(REQUEST)
Locate "Identify each instance of the tree foliage" in the data below, then output the line it is on and all following lines through the last, word for word. Skip any pictures.
[Begin DATA EXCERPTS]
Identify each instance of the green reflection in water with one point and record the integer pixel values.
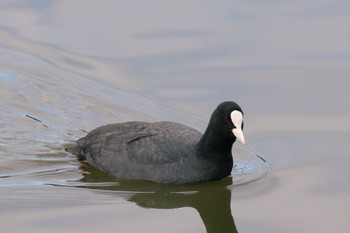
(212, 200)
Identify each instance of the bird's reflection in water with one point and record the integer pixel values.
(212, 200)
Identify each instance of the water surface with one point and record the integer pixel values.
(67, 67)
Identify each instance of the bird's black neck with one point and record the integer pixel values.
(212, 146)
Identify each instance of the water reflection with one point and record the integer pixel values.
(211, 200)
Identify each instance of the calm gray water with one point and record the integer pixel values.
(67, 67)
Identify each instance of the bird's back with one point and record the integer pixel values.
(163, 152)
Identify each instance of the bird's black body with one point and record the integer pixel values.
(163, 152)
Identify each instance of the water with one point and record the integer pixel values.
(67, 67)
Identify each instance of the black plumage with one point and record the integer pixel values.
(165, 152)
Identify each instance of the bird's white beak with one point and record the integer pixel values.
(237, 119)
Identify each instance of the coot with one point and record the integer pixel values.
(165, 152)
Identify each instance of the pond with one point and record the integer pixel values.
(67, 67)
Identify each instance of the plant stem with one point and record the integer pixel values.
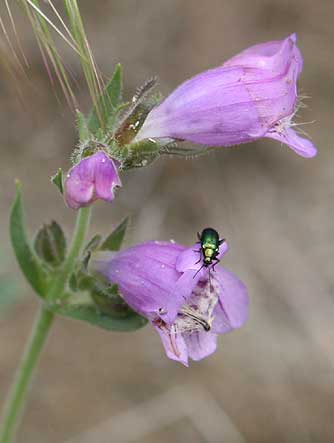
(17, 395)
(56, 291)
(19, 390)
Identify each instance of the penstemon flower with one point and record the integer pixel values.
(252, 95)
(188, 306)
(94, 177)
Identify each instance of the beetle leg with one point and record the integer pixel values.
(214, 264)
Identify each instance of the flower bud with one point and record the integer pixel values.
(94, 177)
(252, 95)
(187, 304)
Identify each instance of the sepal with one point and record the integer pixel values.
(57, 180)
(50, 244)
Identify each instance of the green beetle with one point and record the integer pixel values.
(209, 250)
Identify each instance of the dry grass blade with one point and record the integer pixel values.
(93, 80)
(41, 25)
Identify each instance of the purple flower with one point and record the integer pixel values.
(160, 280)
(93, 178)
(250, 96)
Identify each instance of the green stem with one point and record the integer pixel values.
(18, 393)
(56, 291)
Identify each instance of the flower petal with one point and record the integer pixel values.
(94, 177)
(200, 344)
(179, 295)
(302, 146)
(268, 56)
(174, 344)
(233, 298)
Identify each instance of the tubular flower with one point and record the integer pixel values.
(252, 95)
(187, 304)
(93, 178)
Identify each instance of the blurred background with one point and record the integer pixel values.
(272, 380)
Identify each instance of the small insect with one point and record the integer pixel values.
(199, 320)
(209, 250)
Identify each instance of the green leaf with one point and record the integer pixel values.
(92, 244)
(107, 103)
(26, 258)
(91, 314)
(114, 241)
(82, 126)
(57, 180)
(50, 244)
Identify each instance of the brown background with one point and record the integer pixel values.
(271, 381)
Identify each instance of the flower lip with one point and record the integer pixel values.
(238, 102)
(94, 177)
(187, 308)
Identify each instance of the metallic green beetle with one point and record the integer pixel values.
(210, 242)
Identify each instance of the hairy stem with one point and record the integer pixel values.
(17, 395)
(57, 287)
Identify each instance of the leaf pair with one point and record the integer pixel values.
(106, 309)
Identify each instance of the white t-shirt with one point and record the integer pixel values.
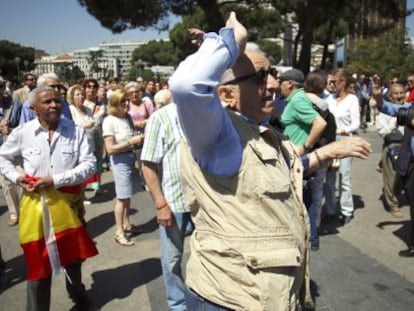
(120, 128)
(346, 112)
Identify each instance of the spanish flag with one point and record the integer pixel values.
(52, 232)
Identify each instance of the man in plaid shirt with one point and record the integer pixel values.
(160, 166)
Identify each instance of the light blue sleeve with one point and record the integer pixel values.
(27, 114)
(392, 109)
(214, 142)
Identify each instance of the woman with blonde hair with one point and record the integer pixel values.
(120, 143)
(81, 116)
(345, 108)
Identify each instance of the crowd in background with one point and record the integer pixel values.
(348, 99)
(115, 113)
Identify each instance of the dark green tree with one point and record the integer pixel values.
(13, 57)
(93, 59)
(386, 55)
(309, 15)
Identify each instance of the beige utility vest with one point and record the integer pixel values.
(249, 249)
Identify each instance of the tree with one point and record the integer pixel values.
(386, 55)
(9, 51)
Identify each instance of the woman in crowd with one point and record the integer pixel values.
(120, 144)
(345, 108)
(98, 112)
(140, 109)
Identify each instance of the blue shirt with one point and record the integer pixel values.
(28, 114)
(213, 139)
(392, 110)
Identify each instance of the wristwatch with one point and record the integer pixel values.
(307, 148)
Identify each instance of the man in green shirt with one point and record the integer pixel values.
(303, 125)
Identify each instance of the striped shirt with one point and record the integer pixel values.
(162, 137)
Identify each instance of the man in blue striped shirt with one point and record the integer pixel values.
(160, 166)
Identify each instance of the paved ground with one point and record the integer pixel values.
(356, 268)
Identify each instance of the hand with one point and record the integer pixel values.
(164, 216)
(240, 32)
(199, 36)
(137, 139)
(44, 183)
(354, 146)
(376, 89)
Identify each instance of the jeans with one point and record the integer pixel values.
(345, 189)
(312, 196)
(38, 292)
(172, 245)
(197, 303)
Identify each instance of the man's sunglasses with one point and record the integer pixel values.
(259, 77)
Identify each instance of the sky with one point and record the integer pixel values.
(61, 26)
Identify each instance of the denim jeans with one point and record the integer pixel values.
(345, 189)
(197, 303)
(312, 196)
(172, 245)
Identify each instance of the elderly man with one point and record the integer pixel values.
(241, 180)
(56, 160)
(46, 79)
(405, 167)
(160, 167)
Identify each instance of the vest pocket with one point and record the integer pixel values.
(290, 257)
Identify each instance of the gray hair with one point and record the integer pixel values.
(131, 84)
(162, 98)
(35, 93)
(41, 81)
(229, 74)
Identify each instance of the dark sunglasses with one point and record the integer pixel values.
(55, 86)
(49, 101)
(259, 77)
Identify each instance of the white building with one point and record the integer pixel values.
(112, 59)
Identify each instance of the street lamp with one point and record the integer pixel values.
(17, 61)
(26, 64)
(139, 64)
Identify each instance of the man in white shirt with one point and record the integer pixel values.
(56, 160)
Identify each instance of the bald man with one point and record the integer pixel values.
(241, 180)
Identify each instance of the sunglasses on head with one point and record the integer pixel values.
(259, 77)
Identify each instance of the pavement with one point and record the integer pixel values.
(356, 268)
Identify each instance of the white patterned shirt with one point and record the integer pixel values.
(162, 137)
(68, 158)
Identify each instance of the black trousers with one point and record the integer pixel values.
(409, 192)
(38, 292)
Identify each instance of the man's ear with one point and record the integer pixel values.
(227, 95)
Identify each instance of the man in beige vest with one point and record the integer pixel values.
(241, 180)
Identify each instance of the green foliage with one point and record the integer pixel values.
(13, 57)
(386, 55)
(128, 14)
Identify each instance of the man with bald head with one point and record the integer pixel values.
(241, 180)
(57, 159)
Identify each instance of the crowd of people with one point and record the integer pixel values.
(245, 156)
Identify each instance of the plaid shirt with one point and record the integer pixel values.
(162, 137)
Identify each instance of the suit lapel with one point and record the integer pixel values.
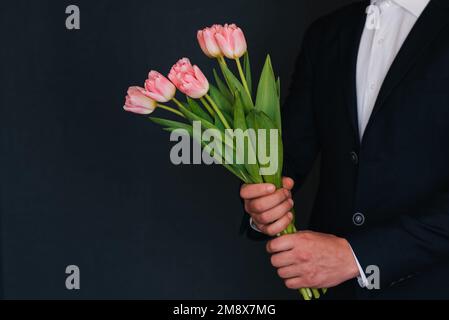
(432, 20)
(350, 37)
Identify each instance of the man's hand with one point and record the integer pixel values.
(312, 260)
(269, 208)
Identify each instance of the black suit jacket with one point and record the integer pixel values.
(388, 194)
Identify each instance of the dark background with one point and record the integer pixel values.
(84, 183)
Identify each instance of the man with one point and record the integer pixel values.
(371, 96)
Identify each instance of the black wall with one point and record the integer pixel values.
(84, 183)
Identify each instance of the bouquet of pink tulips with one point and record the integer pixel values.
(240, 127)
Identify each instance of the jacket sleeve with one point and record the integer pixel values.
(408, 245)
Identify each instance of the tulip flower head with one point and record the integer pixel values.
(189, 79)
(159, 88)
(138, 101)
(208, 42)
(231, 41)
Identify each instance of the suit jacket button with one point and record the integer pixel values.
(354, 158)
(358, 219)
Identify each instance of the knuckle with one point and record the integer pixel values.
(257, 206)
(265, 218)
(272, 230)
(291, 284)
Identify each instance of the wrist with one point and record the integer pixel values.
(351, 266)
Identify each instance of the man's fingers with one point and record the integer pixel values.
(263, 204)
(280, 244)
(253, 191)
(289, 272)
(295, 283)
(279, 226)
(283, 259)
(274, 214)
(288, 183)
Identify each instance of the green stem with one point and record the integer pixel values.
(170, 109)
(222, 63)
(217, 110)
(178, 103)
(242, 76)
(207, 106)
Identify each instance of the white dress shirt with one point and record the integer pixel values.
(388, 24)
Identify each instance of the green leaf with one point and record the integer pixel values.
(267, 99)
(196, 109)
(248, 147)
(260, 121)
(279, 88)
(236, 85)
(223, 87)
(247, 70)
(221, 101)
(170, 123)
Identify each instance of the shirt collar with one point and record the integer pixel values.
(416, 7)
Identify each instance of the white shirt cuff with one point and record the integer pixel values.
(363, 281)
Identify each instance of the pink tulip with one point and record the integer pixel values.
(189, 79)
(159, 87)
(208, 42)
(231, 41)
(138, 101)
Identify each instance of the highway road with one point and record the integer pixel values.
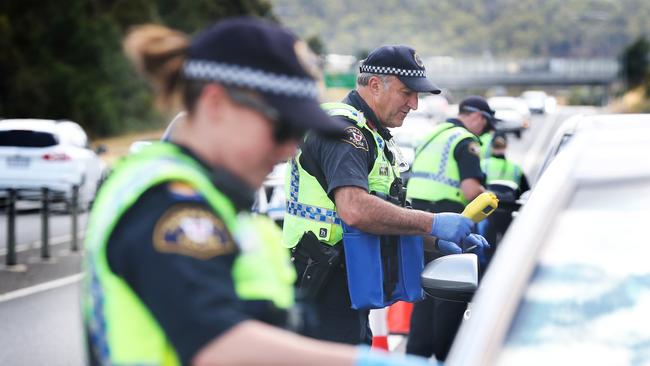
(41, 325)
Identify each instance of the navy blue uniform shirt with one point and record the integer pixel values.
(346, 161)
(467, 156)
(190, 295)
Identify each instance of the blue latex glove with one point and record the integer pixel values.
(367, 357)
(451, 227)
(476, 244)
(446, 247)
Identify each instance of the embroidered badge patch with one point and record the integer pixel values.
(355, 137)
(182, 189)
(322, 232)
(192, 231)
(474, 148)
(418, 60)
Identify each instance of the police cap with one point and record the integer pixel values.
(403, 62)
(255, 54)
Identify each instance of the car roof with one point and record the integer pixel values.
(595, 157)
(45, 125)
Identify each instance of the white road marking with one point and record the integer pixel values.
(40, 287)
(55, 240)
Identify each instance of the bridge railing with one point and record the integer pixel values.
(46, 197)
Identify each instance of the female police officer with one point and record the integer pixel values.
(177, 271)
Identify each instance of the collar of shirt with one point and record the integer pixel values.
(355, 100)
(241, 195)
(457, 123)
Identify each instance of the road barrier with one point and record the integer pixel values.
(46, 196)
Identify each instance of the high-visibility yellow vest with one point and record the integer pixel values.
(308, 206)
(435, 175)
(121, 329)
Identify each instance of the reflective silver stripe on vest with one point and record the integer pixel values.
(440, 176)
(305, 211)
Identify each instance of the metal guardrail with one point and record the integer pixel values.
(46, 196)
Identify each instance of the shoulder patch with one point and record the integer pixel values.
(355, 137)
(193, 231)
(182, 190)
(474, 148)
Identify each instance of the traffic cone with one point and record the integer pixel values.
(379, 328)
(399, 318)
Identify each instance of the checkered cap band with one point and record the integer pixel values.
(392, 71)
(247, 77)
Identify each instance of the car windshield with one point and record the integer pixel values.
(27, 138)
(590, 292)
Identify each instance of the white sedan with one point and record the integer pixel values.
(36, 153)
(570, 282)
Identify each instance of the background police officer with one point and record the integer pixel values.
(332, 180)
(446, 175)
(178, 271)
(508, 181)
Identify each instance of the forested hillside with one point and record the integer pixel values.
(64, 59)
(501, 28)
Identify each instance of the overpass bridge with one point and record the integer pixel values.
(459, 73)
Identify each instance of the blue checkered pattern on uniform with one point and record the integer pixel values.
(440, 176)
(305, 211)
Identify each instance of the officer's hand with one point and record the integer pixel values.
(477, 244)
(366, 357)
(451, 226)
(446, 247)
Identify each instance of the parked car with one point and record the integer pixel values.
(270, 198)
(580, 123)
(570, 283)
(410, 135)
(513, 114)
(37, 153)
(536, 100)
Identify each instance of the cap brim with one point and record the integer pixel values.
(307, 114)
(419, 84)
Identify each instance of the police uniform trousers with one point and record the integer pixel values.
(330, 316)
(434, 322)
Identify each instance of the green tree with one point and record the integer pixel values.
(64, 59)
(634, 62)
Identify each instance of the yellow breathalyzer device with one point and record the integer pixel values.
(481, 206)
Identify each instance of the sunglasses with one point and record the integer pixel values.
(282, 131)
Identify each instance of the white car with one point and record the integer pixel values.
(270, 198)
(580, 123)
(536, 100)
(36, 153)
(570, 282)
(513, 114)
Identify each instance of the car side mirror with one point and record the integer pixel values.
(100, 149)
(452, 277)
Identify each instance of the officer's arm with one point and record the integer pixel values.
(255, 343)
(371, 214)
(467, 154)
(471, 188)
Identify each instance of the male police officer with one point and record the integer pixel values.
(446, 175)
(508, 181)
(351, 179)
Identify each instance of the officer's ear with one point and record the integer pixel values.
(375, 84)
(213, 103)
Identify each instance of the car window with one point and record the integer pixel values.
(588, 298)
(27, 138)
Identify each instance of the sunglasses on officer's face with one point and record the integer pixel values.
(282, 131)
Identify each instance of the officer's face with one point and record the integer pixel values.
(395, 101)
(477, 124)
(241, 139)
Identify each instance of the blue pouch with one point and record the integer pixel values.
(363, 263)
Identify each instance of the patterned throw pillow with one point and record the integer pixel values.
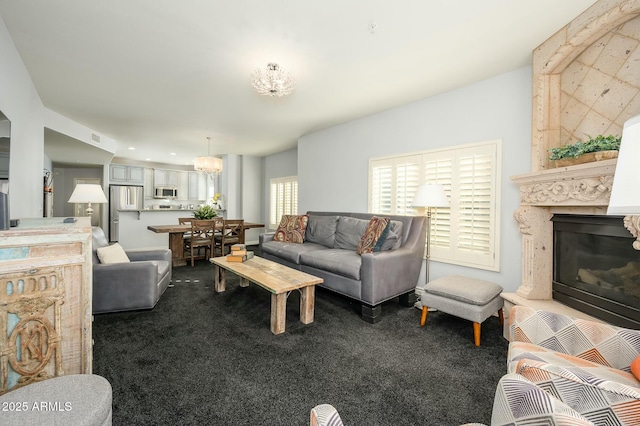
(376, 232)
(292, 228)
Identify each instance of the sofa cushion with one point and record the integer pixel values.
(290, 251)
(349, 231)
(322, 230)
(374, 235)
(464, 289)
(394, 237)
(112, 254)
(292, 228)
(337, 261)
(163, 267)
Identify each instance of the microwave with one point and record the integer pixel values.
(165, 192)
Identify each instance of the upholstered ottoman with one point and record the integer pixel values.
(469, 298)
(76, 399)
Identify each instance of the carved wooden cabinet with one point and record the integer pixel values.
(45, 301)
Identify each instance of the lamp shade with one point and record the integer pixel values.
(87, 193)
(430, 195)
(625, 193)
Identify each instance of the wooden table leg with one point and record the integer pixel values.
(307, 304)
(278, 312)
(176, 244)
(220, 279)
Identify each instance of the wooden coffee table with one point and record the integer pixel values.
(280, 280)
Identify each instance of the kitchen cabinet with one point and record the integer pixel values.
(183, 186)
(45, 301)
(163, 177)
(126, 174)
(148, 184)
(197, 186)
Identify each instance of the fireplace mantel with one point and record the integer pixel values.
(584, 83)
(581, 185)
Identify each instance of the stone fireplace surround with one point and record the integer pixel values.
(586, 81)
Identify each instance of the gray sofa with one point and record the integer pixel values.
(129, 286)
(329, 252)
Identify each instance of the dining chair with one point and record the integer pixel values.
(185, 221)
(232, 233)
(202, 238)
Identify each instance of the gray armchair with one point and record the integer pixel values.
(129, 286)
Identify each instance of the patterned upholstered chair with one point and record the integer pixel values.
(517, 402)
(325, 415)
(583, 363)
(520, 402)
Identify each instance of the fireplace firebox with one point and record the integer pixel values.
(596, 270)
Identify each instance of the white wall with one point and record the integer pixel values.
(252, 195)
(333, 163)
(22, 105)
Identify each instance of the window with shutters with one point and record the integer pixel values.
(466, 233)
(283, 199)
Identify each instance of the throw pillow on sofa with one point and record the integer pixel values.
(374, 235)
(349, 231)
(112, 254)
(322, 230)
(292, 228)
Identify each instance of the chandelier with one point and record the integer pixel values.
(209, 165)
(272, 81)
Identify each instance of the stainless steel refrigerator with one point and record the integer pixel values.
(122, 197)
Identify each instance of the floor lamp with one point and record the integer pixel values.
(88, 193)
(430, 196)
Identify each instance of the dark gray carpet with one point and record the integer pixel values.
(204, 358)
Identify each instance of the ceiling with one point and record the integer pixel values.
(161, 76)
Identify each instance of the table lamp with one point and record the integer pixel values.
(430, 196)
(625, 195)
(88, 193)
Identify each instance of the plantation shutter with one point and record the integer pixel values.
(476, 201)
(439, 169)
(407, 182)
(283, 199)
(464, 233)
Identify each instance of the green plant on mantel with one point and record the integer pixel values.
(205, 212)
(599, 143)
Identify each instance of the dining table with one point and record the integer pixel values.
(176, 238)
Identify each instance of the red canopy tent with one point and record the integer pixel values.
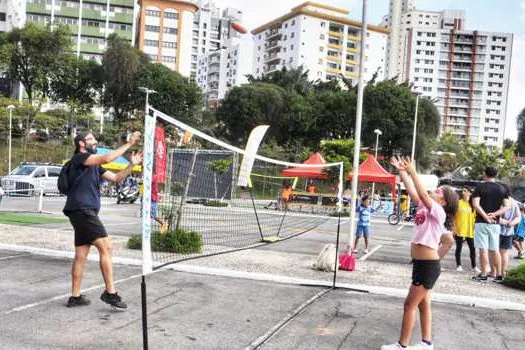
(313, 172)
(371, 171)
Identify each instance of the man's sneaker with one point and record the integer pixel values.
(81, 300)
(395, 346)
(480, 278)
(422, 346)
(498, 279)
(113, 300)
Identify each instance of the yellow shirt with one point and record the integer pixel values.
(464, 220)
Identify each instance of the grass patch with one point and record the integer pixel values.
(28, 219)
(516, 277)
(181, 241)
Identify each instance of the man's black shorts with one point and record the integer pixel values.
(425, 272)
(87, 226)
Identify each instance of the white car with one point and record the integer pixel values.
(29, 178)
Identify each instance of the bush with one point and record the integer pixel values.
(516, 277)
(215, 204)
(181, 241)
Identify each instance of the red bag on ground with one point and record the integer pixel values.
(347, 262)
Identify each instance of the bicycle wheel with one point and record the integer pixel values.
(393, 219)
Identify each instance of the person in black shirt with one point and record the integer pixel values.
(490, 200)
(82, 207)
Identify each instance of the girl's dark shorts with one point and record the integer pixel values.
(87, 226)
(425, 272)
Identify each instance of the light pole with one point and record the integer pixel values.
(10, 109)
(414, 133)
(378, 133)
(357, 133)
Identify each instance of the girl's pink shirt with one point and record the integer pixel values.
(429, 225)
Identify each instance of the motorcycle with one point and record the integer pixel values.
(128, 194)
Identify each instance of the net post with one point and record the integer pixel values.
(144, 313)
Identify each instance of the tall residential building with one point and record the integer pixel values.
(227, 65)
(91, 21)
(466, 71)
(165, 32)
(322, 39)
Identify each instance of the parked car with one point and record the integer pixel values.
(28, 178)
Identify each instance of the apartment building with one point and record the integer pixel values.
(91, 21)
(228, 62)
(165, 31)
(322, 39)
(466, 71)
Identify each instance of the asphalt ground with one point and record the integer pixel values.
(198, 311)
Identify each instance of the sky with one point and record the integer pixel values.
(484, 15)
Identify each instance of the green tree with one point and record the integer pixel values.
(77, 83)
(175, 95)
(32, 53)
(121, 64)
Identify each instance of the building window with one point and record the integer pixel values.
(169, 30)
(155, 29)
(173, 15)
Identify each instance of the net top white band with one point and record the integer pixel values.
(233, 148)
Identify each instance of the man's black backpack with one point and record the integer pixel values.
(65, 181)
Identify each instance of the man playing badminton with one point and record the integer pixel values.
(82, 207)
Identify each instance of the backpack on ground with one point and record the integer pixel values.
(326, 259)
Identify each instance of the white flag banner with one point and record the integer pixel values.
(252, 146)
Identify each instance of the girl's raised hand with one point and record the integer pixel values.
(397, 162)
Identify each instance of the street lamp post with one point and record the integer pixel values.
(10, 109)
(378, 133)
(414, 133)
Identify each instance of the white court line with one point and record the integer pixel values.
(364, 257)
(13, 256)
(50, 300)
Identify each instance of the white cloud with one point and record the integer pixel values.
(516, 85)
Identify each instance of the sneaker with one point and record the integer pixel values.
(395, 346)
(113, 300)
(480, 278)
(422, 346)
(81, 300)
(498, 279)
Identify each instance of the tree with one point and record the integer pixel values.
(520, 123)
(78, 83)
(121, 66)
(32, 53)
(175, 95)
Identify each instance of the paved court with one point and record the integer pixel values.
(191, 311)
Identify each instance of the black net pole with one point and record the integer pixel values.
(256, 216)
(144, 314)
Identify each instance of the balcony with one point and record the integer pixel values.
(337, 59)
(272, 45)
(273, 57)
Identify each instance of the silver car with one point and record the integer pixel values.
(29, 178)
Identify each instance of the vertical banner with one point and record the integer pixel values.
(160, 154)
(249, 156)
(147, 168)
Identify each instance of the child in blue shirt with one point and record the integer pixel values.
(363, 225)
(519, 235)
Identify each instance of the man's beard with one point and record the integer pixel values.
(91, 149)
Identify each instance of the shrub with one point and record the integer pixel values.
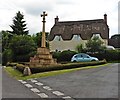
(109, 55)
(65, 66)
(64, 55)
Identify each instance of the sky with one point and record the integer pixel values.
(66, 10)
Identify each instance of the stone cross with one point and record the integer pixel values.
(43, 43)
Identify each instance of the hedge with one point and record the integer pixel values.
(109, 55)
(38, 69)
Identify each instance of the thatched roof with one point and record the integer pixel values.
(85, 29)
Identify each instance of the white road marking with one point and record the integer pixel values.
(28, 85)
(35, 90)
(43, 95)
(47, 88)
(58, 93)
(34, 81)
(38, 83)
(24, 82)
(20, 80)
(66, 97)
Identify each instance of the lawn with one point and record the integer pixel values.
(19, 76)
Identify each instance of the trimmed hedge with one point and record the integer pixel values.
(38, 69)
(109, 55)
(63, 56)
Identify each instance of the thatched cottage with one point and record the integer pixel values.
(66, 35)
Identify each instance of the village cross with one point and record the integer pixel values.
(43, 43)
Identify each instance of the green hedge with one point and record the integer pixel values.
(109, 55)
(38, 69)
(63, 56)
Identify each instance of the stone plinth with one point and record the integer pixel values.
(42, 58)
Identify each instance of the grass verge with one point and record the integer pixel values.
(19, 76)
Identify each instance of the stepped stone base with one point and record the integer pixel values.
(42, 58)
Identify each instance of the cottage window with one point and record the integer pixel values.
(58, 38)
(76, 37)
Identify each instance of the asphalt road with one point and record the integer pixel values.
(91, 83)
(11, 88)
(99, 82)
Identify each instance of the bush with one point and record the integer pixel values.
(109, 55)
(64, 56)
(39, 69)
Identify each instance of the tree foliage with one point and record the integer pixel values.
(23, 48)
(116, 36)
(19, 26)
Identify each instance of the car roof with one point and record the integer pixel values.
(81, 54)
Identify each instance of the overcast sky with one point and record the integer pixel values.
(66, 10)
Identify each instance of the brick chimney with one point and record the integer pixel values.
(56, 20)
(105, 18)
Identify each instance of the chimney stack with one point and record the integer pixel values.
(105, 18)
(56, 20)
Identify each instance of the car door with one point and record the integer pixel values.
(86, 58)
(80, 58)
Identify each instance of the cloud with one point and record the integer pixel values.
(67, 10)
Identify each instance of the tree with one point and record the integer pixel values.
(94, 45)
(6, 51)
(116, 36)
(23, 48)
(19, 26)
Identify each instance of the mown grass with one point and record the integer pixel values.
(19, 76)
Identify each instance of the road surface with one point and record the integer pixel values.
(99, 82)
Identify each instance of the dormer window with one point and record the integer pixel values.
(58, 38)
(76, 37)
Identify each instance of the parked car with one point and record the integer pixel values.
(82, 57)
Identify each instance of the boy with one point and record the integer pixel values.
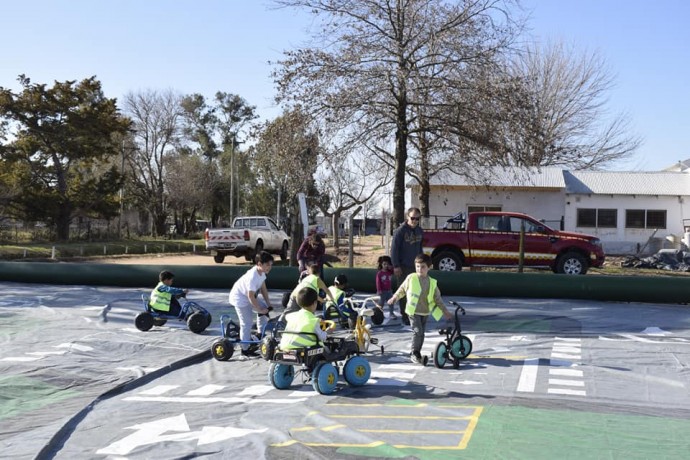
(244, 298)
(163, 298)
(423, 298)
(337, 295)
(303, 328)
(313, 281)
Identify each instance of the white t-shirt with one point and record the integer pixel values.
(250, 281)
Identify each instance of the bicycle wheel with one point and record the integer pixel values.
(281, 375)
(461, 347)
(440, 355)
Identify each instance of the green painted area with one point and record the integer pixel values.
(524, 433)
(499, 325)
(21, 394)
[End DATA EXCERPTS]
(RESPONSE FOR THIS EXERCISE)
Identify each instance of the tree foliage with one point and record the integer pixel values.
(23, 48)
(116, 36)
(19, 26)
Identify each instance of the car roof with one point and record the integer pixel values.
(81, 54)
Identify each instance of the overcast sky with one point and record the integer pixel values.
(66, 10)
Identify each instance of the brick chimney with one point and record the integer pixel values.
(56, 20)
(105, 18)
Identify each instance of the chimney stack with one point and record the integer pixel values.
(105, 18)
(56, 20)
Identify each instance of the car door with one point and record the integer pixel values.
(86, 58)
(80, 58)
Identify each instance of the cloud with one point and record the integer pixel values.
(67, 10)
Identify each instance of the tree with one point and record the integer pixel values.
(94, 45)
(6, 51)
(116, 36)
(23, 48)
(19, 26)
Identify each instance of the mown grass with one point and record the integer pixel values.
(19, 76)
Identify each instance of the road surface with one point and record the integer pixel values.
(99, 82)
Identify each instance of the dormer window with one point and record the integer pixel values.
(58, 38)
(76, 37)
Identify each instance of the parked car with one point and record the integer pixel values.
(82, 57)
Identify each instance of the boy with one point and record the integer pixel values.
(244, 298)
(163, 298)
(423, 298)
(337, 295)
(303, 328)
(313, 281)
Identify each instance of the white t-shirt with one point and record the integer pixel values.
(250, 281)
Identify each instance of the bicycle wheel with one point and record the integer pixel values.
(281, 375)
(461, 347)
(440, 355)
Identify each instance of the green painted area with one point and record the integer pixel values.
(524, 433)
(499, 325)
(21, 394)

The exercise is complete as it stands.